→ What the exercise asks
Convert the material from the line containing "I'd appreciate a quick analysis: locate every calf's hind" through the line containing "[566,400,667,510]" into a two-column CSV with the headers input and output, one row per entry, each field in double quotes and line breaks replaced by spaces. Leave out the pictures.

→ Records provided
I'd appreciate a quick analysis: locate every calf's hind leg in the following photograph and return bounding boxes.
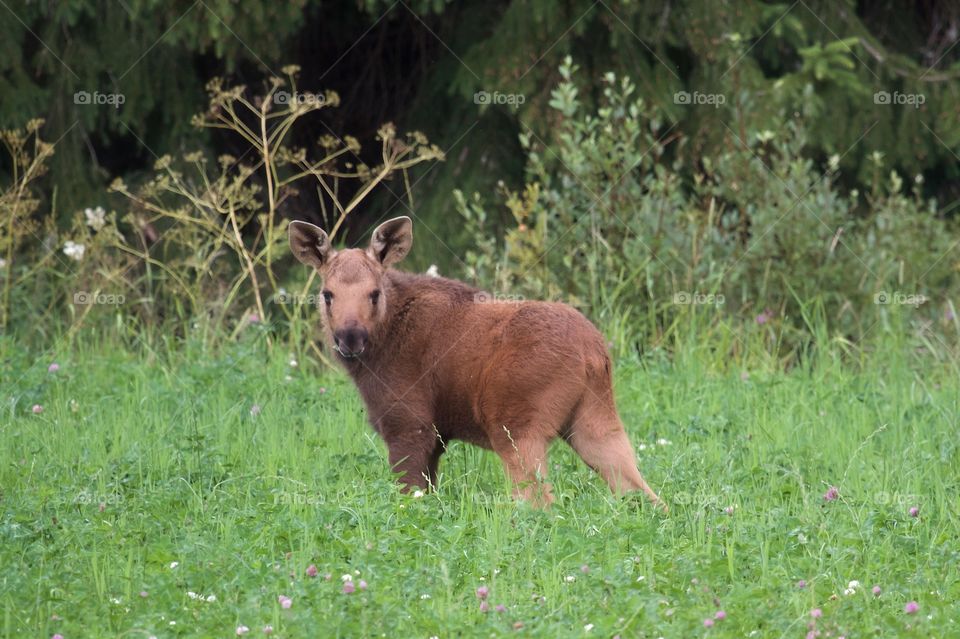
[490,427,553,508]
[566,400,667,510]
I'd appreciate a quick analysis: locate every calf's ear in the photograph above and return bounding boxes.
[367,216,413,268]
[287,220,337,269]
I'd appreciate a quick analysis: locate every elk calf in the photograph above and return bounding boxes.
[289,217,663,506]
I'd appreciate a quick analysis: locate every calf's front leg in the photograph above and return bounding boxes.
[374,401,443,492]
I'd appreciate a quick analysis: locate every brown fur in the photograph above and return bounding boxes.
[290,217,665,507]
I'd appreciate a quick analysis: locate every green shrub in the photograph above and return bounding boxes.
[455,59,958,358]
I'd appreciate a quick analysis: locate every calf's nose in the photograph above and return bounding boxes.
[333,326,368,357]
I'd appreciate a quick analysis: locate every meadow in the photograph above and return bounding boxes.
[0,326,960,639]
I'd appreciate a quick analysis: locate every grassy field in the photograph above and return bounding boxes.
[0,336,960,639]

* * *

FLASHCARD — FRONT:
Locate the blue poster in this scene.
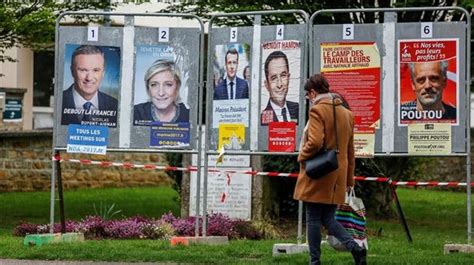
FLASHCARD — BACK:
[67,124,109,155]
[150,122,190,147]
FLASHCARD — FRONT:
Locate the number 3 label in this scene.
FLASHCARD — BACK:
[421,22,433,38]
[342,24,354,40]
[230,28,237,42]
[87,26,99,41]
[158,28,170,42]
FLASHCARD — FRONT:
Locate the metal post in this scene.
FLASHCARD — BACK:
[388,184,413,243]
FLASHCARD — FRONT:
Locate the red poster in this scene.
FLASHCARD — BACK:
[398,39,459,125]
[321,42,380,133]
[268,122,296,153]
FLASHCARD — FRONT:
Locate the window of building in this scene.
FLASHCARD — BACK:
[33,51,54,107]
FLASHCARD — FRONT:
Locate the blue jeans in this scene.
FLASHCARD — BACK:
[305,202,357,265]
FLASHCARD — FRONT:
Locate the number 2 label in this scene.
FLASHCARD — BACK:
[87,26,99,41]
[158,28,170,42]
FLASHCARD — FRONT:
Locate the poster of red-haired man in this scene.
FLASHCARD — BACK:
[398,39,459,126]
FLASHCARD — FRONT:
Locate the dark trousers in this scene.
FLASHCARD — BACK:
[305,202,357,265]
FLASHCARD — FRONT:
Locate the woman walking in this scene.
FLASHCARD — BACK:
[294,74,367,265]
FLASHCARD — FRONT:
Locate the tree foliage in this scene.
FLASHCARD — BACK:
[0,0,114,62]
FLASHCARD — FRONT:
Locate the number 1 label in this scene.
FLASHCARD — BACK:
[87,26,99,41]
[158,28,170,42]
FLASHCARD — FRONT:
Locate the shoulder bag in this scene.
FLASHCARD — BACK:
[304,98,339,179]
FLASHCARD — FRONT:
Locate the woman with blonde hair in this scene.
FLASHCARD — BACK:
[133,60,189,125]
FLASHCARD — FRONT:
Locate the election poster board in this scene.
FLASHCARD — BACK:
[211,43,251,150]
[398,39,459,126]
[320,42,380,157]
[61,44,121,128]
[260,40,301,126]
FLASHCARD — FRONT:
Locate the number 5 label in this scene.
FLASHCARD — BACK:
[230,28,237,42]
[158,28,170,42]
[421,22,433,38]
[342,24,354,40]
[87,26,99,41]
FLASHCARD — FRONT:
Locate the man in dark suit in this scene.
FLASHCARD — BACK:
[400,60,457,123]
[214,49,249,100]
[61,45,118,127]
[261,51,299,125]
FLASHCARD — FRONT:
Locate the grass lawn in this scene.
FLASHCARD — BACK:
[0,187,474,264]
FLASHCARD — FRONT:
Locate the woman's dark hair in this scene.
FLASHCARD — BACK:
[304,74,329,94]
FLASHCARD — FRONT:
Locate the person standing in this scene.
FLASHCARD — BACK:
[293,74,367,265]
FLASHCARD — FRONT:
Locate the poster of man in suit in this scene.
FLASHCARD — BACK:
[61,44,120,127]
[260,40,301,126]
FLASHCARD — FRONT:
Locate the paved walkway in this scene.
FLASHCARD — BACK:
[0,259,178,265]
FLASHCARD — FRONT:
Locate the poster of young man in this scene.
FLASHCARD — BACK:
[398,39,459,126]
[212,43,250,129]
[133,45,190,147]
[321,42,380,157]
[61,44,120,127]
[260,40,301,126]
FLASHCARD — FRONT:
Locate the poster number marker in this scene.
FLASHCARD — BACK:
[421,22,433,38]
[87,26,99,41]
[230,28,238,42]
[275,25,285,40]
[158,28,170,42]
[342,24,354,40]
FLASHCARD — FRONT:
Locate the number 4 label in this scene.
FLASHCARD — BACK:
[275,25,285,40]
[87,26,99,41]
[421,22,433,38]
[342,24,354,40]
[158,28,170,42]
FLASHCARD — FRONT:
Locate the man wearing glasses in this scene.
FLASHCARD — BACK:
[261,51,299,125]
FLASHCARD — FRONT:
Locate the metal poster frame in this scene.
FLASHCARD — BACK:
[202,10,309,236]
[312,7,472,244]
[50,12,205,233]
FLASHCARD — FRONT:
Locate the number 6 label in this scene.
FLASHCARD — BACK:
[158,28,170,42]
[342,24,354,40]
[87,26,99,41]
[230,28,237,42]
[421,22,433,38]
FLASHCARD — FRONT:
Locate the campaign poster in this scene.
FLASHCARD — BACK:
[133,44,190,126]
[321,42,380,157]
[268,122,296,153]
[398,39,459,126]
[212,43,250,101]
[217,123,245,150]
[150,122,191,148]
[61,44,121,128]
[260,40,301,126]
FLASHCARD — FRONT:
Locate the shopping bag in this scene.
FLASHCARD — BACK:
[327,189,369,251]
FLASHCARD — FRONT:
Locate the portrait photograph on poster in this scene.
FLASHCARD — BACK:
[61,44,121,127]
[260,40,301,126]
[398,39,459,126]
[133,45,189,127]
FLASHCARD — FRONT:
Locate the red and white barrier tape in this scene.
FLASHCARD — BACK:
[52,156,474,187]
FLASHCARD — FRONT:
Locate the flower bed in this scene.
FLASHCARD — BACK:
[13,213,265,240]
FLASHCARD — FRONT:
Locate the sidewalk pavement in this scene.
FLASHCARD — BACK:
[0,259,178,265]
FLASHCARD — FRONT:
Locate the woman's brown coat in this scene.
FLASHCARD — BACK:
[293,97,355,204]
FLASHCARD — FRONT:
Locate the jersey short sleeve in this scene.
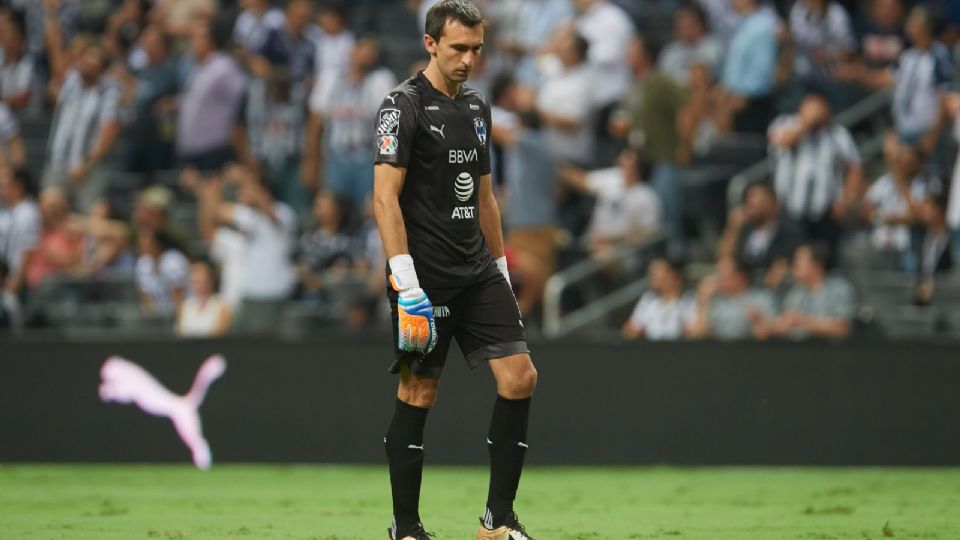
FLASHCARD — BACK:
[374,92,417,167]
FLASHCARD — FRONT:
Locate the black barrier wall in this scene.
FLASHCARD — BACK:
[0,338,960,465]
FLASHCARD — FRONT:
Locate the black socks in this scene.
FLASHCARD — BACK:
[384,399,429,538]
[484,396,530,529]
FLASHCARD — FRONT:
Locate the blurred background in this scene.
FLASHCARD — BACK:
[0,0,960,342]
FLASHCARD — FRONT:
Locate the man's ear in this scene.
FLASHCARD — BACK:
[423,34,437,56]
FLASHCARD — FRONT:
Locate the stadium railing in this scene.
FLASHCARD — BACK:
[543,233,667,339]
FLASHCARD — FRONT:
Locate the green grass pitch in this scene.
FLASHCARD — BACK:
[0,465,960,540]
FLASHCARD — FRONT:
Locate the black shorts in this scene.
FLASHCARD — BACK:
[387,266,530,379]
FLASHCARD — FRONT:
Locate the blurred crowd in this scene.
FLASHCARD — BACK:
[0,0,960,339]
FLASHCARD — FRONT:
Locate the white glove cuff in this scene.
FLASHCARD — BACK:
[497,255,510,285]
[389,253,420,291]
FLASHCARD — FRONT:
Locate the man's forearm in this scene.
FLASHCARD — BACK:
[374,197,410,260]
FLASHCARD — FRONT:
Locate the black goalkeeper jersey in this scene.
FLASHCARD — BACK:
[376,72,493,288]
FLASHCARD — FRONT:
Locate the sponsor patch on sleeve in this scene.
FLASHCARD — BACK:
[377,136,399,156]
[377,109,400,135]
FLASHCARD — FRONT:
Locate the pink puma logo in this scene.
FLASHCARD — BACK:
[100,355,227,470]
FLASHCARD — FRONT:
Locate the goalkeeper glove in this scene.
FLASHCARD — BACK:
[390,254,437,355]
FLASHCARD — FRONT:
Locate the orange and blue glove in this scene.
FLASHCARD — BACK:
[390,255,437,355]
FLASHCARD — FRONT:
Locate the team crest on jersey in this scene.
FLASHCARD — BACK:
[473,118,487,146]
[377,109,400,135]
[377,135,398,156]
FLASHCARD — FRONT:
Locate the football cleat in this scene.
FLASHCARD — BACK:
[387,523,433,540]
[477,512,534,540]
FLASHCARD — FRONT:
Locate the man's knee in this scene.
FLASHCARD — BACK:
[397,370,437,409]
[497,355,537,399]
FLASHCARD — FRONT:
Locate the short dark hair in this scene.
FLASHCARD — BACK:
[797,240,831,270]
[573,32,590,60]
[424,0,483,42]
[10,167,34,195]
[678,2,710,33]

==

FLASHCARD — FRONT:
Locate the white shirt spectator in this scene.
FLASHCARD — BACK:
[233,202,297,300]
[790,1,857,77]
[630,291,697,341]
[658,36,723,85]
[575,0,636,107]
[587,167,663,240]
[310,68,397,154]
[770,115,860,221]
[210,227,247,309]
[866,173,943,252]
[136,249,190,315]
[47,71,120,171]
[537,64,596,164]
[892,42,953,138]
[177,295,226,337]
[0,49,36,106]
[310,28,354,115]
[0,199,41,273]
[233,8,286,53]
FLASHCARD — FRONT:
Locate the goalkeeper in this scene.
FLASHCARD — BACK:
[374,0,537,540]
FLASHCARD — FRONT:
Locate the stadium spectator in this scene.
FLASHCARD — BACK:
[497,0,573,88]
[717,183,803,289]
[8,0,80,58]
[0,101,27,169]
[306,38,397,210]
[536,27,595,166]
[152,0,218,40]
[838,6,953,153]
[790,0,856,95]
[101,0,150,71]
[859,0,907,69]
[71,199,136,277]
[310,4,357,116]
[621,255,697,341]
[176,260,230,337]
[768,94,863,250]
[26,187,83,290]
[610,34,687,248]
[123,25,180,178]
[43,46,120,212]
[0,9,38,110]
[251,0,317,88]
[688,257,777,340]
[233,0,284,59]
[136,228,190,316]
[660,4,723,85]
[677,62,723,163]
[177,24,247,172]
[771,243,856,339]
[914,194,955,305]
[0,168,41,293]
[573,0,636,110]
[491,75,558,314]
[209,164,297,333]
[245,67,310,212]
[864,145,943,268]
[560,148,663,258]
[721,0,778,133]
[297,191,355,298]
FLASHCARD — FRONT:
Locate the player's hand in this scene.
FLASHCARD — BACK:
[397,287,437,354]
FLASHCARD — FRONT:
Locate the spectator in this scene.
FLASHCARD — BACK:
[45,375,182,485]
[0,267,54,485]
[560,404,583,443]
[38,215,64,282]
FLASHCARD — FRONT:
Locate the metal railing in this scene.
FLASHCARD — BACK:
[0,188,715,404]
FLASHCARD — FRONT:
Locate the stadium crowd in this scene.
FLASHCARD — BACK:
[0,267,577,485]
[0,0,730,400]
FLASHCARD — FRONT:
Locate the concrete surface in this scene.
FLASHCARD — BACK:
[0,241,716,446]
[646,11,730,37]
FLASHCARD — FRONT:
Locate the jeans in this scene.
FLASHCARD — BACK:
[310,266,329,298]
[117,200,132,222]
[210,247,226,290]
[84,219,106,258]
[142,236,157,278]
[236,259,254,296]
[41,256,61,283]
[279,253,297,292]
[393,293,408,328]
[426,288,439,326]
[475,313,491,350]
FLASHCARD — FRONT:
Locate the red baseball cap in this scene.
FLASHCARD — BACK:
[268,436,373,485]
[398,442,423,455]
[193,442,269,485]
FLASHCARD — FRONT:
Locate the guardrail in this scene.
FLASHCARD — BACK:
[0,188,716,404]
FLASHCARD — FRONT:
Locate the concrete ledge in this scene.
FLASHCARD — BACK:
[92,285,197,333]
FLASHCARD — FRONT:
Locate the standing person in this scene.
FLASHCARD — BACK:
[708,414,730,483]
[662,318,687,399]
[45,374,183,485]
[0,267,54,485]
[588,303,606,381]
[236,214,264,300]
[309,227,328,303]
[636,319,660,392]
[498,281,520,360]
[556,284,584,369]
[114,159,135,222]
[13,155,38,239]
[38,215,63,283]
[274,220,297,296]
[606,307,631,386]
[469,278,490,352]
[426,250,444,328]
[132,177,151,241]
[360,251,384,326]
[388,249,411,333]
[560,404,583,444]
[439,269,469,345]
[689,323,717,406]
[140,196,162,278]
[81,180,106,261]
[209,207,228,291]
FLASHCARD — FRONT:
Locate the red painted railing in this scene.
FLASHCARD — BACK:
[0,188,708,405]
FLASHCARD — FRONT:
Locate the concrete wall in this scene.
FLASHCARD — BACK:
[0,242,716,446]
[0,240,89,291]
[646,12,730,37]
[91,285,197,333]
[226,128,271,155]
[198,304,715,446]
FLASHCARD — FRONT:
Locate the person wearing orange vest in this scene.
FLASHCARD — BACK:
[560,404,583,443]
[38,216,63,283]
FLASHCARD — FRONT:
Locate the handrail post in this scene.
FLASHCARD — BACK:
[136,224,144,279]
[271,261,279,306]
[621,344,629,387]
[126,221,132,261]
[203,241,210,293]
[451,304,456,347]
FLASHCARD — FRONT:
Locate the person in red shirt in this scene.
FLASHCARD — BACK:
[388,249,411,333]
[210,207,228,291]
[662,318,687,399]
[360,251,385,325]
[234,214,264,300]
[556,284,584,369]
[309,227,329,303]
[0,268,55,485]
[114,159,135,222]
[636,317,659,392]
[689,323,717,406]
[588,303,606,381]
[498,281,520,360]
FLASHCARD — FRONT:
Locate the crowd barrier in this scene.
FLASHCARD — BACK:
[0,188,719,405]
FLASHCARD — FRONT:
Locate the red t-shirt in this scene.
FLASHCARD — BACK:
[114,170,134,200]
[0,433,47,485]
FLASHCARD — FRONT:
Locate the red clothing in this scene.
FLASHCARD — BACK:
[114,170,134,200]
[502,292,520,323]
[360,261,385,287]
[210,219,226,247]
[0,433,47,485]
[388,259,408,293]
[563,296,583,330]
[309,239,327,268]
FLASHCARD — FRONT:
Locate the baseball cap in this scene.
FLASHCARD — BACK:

→ Result
input,output
"I'd appreciate a quick analysis: locate every calf's hind leg in the following photograph and return bounding boxes.","[490,427,553,508] [566,400,667,510]"